* START *

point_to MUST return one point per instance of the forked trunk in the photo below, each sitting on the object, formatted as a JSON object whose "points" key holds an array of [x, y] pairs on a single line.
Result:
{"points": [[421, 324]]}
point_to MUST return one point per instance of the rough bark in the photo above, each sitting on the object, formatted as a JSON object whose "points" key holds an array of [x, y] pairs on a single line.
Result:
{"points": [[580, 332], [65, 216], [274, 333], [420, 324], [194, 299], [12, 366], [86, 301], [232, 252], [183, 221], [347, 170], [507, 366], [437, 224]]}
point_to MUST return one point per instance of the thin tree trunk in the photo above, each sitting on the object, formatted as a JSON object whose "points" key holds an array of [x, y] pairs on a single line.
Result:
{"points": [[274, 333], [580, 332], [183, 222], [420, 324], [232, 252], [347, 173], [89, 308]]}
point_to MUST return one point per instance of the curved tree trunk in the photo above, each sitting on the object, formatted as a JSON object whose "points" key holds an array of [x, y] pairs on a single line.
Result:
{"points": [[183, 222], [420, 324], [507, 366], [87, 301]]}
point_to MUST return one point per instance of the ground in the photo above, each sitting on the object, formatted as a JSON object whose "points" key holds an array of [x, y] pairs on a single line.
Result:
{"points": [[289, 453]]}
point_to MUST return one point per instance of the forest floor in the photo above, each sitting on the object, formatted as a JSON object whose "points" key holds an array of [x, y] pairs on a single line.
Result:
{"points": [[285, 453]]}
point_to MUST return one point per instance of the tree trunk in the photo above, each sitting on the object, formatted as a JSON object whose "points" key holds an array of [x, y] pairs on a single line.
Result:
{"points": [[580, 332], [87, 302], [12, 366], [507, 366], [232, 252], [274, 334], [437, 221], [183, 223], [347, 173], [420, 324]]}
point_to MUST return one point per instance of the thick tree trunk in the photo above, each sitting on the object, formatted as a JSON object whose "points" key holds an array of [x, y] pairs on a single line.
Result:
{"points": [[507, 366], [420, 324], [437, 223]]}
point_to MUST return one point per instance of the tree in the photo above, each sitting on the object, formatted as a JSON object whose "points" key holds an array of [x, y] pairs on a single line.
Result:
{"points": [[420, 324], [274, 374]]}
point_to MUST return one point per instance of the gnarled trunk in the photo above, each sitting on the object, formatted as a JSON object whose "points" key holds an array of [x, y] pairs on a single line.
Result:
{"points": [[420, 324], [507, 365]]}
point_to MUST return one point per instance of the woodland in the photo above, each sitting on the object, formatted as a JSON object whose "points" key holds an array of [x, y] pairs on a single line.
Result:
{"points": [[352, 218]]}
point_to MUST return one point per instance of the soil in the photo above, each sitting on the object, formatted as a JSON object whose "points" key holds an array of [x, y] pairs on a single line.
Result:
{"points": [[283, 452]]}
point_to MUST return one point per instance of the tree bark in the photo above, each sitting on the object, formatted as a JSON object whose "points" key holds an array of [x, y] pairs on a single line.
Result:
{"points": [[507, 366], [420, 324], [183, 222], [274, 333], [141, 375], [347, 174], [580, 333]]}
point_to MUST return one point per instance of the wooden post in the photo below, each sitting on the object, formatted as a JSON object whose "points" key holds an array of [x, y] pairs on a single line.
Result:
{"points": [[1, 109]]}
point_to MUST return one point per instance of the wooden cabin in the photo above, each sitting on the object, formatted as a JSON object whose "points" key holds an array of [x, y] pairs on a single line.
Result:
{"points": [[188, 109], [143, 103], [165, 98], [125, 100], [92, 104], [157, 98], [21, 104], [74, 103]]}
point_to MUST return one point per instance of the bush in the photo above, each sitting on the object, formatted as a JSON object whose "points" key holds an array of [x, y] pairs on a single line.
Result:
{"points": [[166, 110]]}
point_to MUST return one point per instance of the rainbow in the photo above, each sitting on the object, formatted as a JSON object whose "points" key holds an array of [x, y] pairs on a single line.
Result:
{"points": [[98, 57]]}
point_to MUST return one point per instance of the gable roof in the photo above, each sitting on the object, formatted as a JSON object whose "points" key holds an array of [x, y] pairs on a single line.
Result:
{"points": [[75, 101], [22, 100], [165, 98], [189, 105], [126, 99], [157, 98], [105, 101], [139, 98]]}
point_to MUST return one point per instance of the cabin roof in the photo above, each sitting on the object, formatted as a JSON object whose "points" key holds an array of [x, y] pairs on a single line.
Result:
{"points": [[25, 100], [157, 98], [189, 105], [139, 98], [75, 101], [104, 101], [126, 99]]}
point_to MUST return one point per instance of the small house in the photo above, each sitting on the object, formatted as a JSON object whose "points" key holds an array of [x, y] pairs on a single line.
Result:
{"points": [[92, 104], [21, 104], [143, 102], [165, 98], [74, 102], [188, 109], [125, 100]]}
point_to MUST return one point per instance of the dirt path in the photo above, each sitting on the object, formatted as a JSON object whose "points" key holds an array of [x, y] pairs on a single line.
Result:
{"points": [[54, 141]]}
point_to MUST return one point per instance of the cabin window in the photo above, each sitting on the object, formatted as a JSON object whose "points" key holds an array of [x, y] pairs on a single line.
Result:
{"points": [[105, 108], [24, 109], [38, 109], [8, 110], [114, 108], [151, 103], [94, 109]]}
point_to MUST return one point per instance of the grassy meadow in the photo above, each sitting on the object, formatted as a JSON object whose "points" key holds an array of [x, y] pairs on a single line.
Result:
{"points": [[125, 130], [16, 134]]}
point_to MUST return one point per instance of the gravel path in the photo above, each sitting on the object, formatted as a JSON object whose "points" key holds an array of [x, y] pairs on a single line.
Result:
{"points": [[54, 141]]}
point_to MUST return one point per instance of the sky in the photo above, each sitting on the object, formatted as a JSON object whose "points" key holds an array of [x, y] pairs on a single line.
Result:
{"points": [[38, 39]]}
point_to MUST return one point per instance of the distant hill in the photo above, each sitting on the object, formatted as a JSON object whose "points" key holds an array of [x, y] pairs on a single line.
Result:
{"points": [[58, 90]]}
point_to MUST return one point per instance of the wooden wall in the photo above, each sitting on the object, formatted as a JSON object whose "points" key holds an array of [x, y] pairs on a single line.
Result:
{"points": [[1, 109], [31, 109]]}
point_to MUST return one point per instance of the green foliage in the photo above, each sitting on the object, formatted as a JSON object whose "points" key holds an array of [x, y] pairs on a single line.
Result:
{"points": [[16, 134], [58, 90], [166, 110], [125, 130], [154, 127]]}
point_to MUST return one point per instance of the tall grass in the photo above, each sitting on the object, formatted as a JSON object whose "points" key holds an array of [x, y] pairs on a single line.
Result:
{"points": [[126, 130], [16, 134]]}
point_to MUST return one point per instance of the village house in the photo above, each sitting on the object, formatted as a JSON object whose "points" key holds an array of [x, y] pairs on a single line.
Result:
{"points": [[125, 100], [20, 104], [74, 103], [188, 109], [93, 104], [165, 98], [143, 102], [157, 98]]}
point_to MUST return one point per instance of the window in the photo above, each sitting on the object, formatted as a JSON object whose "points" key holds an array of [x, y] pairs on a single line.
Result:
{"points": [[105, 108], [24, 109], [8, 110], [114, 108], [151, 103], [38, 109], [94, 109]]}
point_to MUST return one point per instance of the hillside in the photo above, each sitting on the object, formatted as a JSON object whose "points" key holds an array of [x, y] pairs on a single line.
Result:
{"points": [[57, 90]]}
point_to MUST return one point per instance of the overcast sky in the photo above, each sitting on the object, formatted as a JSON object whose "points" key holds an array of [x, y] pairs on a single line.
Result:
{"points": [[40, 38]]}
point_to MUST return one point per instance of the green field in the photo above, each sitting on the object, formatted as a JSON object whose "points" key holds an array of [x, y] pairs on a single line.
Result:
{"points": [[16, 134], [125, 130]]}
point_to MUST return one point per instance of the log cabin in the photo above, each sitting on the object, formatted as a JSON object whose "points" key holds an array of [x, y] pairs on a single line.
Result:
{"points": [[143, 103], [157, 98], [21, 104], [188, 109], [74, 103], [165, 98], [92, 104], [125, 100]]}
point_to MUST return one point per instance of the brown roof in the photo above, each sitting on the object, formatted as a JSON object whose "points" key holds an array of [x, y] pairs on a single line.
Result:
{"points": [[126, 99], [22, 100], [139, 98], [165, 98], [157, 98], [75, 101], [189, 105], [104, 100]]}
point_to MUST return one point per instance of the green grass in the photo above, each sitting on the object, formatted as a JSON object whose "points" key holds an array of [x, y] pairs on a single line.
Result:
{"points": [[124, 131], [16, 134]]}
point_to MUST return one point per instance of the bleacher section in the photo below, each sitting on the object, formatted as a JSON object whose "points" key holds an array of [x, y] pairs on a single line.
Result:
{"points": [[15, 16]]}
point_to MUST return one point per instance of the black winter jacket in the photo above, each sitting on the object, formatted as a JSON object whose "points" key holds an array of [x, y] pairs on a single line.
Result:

* END *

Objective
Repeat, with no changes, each line from the one with "point_to MUST return one point per instance of the log" to the end of the listing, including both ends and nothing else.

Task solution
point_to MUST return one point per instance of the log cabin in the photo above, each sitting on the object, formatted as a JSON object whose "points" key holds an array of [x, y] pairs on a single line.
Result:
{"points": [[143, 103], [157, 98], [21, 104], [188, 109], [74, 103], [165, 98], [92, 104], [125, 100]]}
point_to MUST return one point per instance of the brown roof in the photo above, each sitting on the object, formatted as a JSON object whose "points" key holds an array of [x, y] pairs on a single line.
Result:
{"points": [[126, 99], [22, 100], [139, 98], [165, 98], [157, 98], [75, 101], [189, 105], [104, 100]]}
point_to MUST return one point per instance of the green grass in the photo above, each sitting on the object, formatted as a JSON object whose "points" key holds an array of [x, y] pairs on a single line.
Result:
{"points": [[124, 131], [16, 134]]}
point_to MUST return one point per instance of the bleacher section in the photo below, each sitting on the object, formatted as a JSON object whose "points" key holds an array of [x, y] pairs on a single line.
Result:
{"points": [[15, 16]]}
point_to MUST return one point per instance of the black winter jacket in the photo above, each sitting on the object, formatted as a JSON object whose "points" key holds an array of [x, y] pairs on a single line.
Result:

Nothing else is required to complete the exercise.